## start

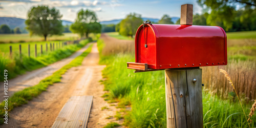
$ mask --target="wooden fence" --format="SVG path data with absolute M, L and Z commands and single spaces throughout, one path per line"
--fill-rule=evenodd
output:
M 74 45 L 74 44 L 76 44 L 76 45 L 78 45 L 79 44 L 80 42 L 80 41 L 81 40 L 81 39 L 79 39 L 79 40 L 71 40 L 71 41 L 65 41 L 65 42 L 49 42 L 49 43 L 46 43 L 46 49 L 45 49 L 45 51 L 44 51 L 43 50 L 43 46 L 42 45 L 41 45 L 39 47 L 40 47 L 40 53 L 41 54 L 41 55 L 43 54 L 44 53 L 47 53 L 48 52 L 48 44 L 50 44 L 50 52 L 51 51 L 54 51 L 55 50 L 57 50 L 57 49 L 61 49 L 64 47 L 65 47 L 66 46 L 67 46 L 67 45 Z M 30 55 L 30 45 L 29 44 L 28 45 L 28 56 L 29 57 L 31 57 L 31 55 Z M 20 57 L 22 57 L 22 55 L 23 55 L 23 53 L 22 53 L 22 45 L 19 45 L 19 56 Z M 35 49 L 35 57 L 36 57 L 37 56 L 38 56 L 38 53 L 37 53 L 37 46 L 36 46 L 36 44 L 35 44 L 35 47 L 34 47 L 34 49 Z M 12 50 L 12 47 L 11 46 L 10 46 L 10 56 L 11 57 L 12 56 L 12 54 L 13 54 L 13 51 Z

## end
## start

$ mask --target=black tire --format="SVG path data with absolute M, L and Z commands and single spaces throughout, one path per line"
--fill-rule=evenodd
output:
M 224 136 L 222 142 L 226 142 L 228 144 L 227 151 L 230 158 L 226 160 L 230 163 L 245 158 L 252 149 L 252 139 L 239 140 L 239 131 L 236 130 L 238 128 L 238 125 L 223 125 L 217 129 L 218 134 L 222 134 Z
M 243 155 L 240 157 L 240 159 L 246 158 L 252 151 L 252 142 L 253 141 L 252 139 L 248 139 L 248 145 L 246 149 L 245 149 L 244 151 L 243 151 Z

## end
## start

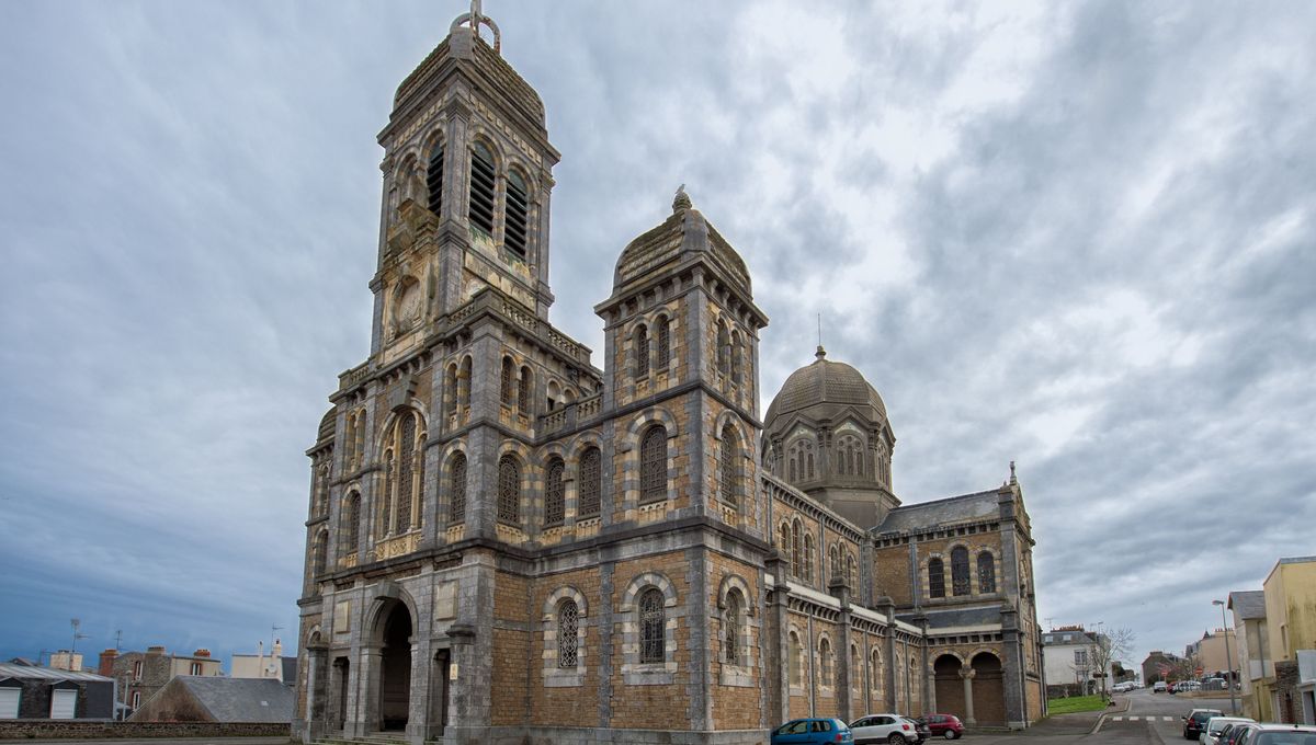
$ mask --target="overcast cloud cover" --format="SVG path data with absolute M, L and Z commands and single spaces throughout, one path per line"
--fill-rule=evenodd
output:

## end

Gather every line from the entries above that contains the word "absolute", and list each one in full.

> [RESULT OF THIS EXERCISE]
$ mask --target="wooden fence" --format="SVG path data with absolute M, L and Z commands and single spaces throughout, one path per line"
$ mask --target=black tire --format="SVG path data with absolute M, L and Z commands and single spaces throughout, one path per line"
$ mask --target="overcast cloud cover" --format="SVG path data with absolute M, L and Z commands and single spaces throughout, one path per line"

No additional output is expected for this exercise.